Items from a data source
# # #

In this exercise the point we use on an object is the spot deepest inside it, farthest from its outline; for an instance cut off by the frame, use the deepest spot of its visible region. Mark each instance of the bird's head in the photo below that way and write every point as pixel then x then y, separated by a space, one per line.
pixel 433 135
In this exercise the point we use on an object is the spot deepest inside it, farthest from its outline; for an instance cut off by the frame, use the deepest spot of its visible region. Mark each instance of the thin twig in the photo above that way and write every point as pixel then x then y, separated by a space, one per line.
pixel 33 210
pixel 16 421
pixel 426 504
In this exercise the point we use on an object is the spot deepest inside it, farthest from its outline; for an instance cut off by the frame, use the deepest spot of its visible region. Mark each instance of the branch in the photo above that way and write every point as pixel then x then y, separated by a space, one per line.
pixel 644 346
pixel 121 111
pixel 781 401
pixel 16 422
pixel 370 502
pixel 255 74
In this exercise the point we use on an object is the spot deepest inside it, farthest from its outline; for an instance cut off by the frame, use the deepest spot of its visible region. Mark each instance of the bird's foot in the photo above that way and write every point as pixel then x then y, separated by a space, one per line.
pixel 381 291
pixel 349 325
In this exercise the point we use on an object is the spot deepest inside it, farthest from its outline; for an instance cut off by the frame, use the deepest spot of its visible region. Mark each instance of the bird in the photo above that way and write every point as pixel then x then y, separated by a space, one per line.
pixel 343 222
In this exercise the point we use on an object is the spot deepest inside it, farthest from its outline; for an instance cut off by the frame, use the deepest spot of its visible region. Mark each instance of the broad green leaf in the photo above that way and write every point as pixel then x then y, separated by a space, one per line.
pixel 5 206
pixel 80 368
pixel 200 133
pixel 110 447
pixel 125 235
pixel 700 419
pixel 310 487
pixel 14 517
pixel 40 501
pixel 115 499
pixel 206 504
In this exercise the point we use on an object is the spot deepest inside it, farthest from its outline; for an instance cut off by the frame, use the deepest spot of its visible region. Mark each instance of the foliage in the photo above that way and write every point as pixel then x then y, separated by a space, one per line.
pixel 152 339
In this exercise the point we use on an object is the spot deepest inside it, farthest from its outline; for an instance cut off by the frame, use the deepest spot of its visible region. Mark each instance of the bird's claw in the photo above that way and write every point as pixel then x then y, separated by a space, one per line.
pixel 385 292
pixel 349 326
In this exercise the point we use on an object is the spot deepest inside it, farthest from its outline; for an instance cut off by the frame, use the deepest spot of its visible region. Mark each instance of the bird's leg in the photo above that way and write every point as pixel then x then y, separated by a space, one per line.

# # #

Reproduce the lines beginning with the line that contains "of the foliage" and continuing through the line that contains "pixel 349 326", inclusive of both, without any change.

Exercise answer
In this exercise the point we use on an object is the spot deepest inside it, farthest from its outline; for an instance cut off by the frame, use the deepest spot of its visible region. Mark each instance of the foliage in the photo above that way and write every point as pixel then x then y, separated by a space, one per line.
pixel 152 339
In this exercise the point we use on an object is the spot deepest inside it, farthest from its outline; for an instance cut off by the frame, use the deepest spot of its visible region. Mark each instance of the bird's claw in the photo above that way and write every point as pixel then x then y, separated by a space, one per line.
pixel 385 292
pixel 349 326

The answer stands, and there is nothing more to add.